* **Required work**
The whole listing below is to be copied exactly, with every picture left out.

Content starts

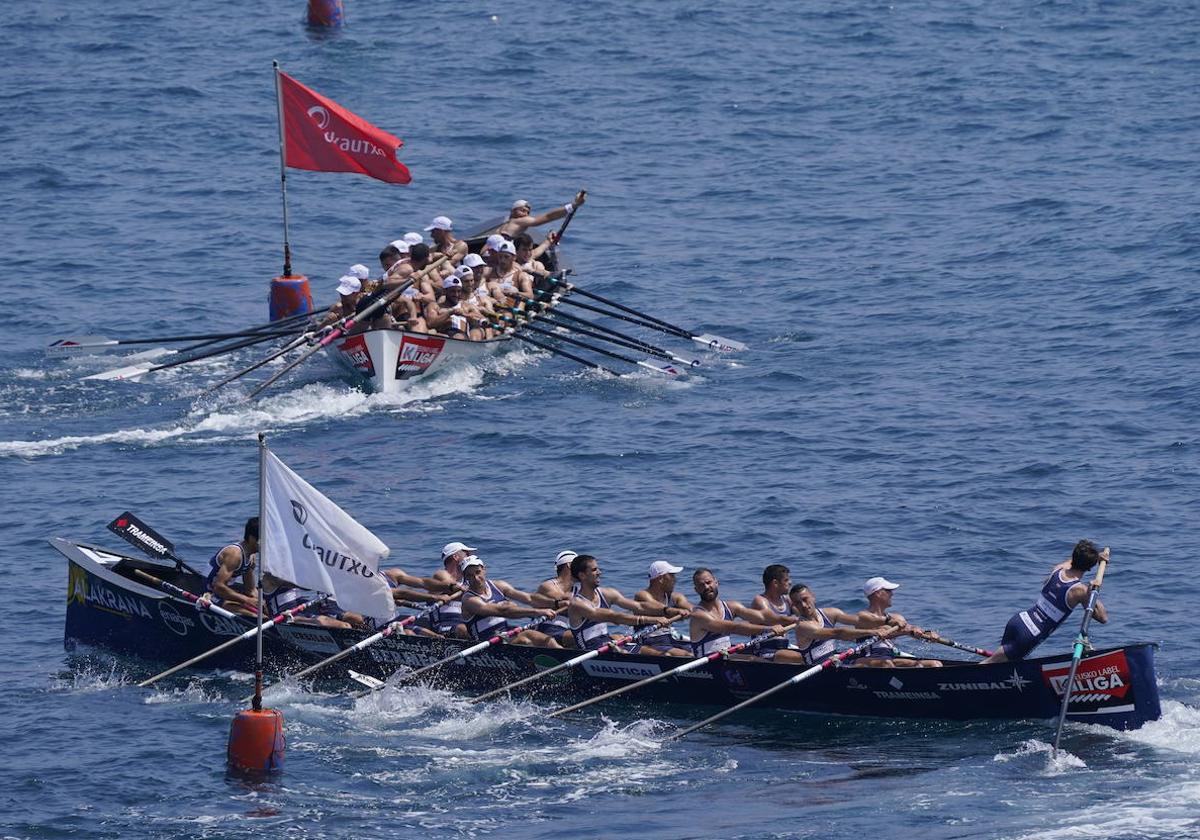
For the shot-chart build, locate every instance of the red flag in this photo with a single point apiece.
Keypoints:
(323, 136)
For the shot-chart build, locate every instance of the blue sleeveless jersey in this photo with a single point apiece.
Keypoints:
(712, 642)
(485, 627)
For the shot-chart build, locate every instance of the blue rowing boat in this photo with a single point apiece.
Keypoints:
(108, 609)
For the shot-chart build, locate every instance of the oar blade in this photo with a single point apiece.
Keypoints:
(719, 343)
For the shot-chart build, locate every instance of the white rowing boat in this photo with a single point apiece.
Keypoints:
(390, 359)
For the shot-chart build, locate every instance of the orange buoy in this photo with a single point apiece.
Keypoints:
(256, 741)
(289, 295)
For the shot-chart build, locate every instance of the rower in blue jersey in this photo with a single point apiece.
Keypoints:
(660, 593)
(774, 607)
(714, 621)
(486, 605)
(1062, 592)
(235, 562)
(817, 631)
(557, 593)
(591, 611)
(883, 654)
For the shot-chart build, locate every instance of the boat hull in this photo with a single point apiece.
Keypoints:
(389, 360)
(1114, 687)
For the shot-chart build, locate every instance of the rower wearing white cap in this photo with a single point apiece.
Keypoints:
(774, 606)
(591, 612)
(714, 621)
(660, 593)
(557, 591)
(487, 604)
(447, 618)
(817, 630)
(441, 229)
(521, 215)
(883, 654)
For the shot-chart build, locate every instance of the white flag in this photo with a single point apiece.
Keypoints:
(312, 543)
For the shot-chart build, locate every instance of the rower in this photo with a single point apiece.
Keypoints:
(441, 229)
(816, 630)
(774, 605)
(447, 618)
(558, 591)
(1062, 592)
(713, 621)
(487, 604)
(591, 612)
(235, 562)
(660, 593)
(520, 215)
(883, 654)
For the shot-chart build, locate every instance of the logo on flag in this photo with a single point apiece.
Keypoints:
(322, 136)
(312, 543)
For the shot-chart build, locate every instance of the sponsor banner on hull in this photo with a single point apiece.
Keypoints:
(357, 353)
(1102, 683)
(417, 354)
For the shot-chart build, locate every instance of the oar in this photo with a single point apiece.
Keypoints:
(388, 630)
(525, 324)
(1093, 592)
(798, 678)
(139, 370)
(557, 351)
(711, 341)
(250, 634)
(691, 665)
(347, 324)
(571, 663)
(465, 653)
(930, 636)
(199, 603)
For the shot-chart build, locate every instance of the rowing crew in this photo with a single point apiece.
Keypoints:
(574, 610)
(450, 291)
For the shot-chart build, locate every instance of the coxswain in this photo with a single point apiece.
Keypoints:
(521, 215)
(447, 618)
(591, 611)
(235, 562)
(557, 591)
(486, 605)
(1062, 592)
(441, 229)
(774, 606)
(660, 593)
(816, 629)
(714, 621)
(883, 654)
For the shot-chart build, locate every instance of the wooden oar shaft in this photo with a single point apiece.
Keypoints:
(250, 634)
(1093, 593)
(798, 678)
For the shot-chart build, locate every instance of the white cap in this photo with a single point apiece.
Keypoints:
(875, 583)
(564, 557)
(660, 568)
(451, 547)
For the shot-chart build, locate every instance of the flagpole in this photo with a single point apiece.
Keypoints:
(257, 703)
(283, 172)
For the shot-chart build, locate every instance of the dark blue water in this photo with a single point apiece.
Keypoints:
(959, 238)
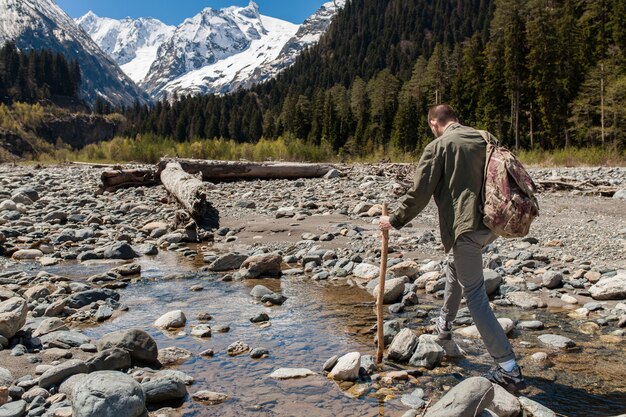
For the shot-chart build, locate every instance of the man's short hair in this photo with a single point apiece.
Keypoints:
(443, 113)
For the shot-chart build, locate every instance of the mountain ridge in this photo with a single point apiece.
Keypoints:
(42, 24)
(214, 51)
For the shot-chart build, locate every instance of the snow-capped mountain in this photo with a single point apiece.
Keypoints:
(215, 51)
(308, 34)
(42, 24)
(132, 43)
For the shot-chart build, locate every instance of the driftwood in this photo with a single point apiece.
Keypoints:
(235, 170)
(586, 187)
(191, 192)
(116, 179)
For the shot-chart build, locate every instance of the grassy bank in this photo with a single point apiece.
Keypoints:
(148, 149)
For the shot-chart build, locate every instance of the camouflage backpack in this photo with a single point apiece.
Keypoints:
(509, 203)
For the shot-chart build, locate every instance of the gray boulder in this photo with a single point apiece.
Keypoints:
(70, 338)
(13, 409)
(108, 394)
(113, 359)
(140, 345)
(171, 320)
(504, 404)
(610, 288)
(552, 279)
(535, 409)
(162, 390)
(6, 378)
(12, 316)
(260, 290)
(83, 298)
(556, 341)
(467, 399)
(428, 353)
(394, 288)
(50, 325)
(265, 265)
(492, 280)
(347, 367)
(61, 372)
(228, 262)
(403, 346)
(120, 250)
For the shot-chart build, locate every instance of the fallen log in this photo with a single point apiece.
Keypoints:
(119, 178)
(191, 192)
(212, 170)
(586, 187)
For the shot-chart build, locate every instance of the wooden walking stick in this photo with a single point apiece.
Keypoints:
(381, 292)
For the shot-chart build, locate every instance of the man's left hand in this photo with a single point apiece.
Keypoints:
(383, 223)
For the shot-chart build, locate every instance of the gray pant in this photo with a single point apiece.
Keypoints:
(464, 277)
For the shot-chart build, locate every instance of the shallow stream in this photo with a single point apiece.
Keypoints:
(322, 319)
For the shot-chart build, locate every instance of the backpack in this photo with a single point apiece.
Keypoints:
(509, 202)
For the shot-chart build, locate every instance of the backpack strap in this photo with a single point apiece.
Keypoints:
(491, 146)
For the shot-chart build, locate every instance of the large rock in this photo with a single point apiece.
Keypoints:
(27, 254)
(492, 280)
(113, 359)
(504, 404)
(6, 378)
(472, 331)
(67, 387)
(209, 397)
(403, 346)
(70, 338)
(139, 344)
(50, 325)
(265, 265)
(12, 316)
(556, 341)
(171, 320)
(610, 288)
(36, 292)
(525, 300)
(108, 394)
(552, 279)
(467, 399)
(291, 373)
(347, 367)
(83, 298)
(228, 262)
(366, 271)
(120, 250)
(394, 288)
(59, 373)
(404, 269)
(428, 353)
(161, 390)
(260, 290)
(13, 409)
(535, 409)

Content ends

* **Your response**
For the shot-chart build, locate every instance of the red flag in this photo with a single point apiece.
Keypoints:
(323, 136)
For the shot-chart build, locate every instance of the blue sleeveless jersey in this photo with a single point apiece.
Keypoints:
(712, 642)
(485, 627)
For the shot-chart build, locate every instance of the blue rowing boat in this photo with a single point apiece.
Keypoints:
(108, 609)
For the shot-chart build, locate every instance of the oar blade in this photo with a single point apiece.
Keypoints:
(719, 343)
For the shot-chart build, locate every instance of the white rowing boat in this photo with a single point apiece.
Keypoints:
(390, 359)
For the shot-chart build, locate every instance of the orange buoy in this photo with a single point apiece.
Keypoints:
(256, 741)
(289, 295)
For the shot-chart build, locate every instance of the rower in blue jersey in this photo with a single point apiece.
Keypoints:
(660, 593)
(774, 607)
(714, 621)
(486, 605)
(1062, 592)
(235, 562)
(817, 631)
(557, 593)
(591, 611)
(883, 654)
For the shot-chart build, locate every instance of the boat hull in this photo with a single point apiece.
Keypoints:
(389, 360)
(1114, 687)
For the shot-chart build, locate every instance of the rower wearing white cap in this photo with a single point apiece.
Keypoints:
(774, 606)
(591, 612)
(714, 621)
(660, 593)
(557, 591)
(487, 604)
(447, 618)
(817, 630)
(441, 229)
(521, 215)
(883, 654)
For the shot-chart build, locate every instance of the white flag in this photo with a single point apiece.
Keypoints:
(312, 543)
For the shot-chart build, locate every instance of the rower in this photo with a single point apiece.
Keypoints:
(441, 229)
(816, 630)
(774, 605)
(447, 618)
(558, 591)
(1062, 592)
(713, 621)
(487, 604)
(591, 612)
(235, 562)
(660, 593)
(520, 215)
(883, 654)
For the shot-chart build, locate every instance of the logo on flag in this photo with a single point apiece.
Keypoints:
(322, 136)
(312, 543)
For the shot-chart build, locate every instance of the sponsor banner on hull in this photo with a single point apiece.
Keypoints:
(357, 353)
(1102, 683)
(417, 354)
For the shot-chart build, locate every instance of the oar in this photo with a single point apiece.
Keypoints:
(388, 630)
(525, 324)
(1093, 592)
(798, 678)
(139, 370)
(557, 351)
(711, 341)
(250, 634)
(691, 665)
(347, 324)
(571, 663)
(465, 653)
(930, 636)
(199, 603)
For the shot-chart build, locate every instance of the rowing crew in this photo with a single point apiece.
Keypoints:
(574, 610)
(450, 291)
For the shot-chart build, locate every instance of the coxswain in this photo with a single point apiece.
Keypoints:
(521, 215)
(447, 618)
(591, 611)
(235, 562)
(557, 591)
(486, 605)
(1062, 592)
(441, 229)
(774, 606)
(660, 593)
(816, 629)
(714, 621)
(883, 654)
For the shot-chart build, locate every instance of the wooden oar shaft in this photo with a single point apiece.
Keypoints:
(250, 634)
(1093, 593)
(798, 678)
For the shot-chart build, locate every instance of the white cap in this photo with a single point apiece.
Keypoints:
(875, 583)
(564, 557)
(660, 568)
(451, 547)
For the shot-chart build, locate every instance of the flagpole in this photo with a single point apiece.
Keypoints:
(257, 703)
(283, 172)
For the shot-chart build, locate every instance of the dark blue water in this photo with a single point apiece.
Keypoints:
(959, 238)
For the shot-chart build, locate every instance of the man's short hair in this photo with a single point apiece.
Keypoints:
(443, 113)
For the shot-chart build, locate every instance of the mountain ridge in this photo with a single point apiece.
Keypoints:
(42, 24)
(214, 51)
For the shot-chart build, locate every instance of the snow-capped mountain in this photo with a single point apiece.
Keypoints:
(215, 51)
(308, 34)
(42, 24)
(132, 43)
For the shot-chart build, locate every instance of the driftwood in this photo with a single point apiece.
Keypoints:
(235, 170)
(586, 187)
(191, 192)
(116, 179)
For the shot-chart build, locate every instance of the grassy bank in this photo with a single point apiece.
Keypoints:
(148, 149)
For the shot-chart build, locate every instance of the camouflage backpack in this photo with a single point apiece.
Keypoints:
(509, 203)
For the shot-chart build, locate every instance of the gray boulder in this photo with a single point apiece.
Keypoints:
(70, 338)
(13, 409)
(108, 394)
(113, 359)
(140, 345)
(171, 320)
(504, 404)
(610, 288)
(552, 279)
(535, 409)
(162, 390)
(6, 378)
(12, 316)
(260, 290)
(83, 298)
(556, 341)
(467, 399)
(428, 353)
(394, 288)
(50, 325)
(265, 265)
(492, 280)
(347, 367)
(61, 372)
(228, 262)
(403, 346)
(120, 250)
For the shot-chart build, locate every instance of the fallen log in this photo with a single point apiece.
Keypoints:
(119, 178)
(191, 192)
(212, 170)
(586, 187)
For the shot-chart build, locate every instance of the wooden walking stick in this photo with a single point apiece.
Keypoints:
(381, 292)
For the shot-chart build, locate every instance of the man's left hand in this photo with a single point apiece.
Keypoints:
(383, 223)
For the shot-chart build, locate every instance of the gray pant in this photo with a single point apiece.
Keypoints:
(464, 277)
For the shot-chart build, locate every instance of the shallow stream in this photo with a single point apiece.
Keypoints:
(322, 319)
For the shot-chart build, locate every instance of the backpack in this photo with a single point apiece.
Keypoints:
(509, 202)
For the shot-chart build, locate every instance of the backpack strap in this photo with a single point apiece.
Keypoints:
(491, 146)
For the shot-chart build, locate every instance of the large rock in this photo with a single point apiece.
Keypoints:
(27, 254)
(492, 280)
(113, 359)
(504, 404)
(6, 378)
(472, 331)
(67, 387)
(209, 397)
(403, 346)
(70, 338)
(139, 344)
(50, 325)
(265, 265)
(12, 316)
(556, 341)
(171, 320)
(610, 288)
(36, 292)
(525, 300)
(108, 394)
(552, 279)
(467, 399)
(291, 373)
(347, 367)
(83, 298)
(228, 262)
(366, 271)
(120, 250)
(394, 288)
(59, 373)
(404, 269)
(428, 353)
(161, 390)
(260, 290)
(13, 409)
(535, 409)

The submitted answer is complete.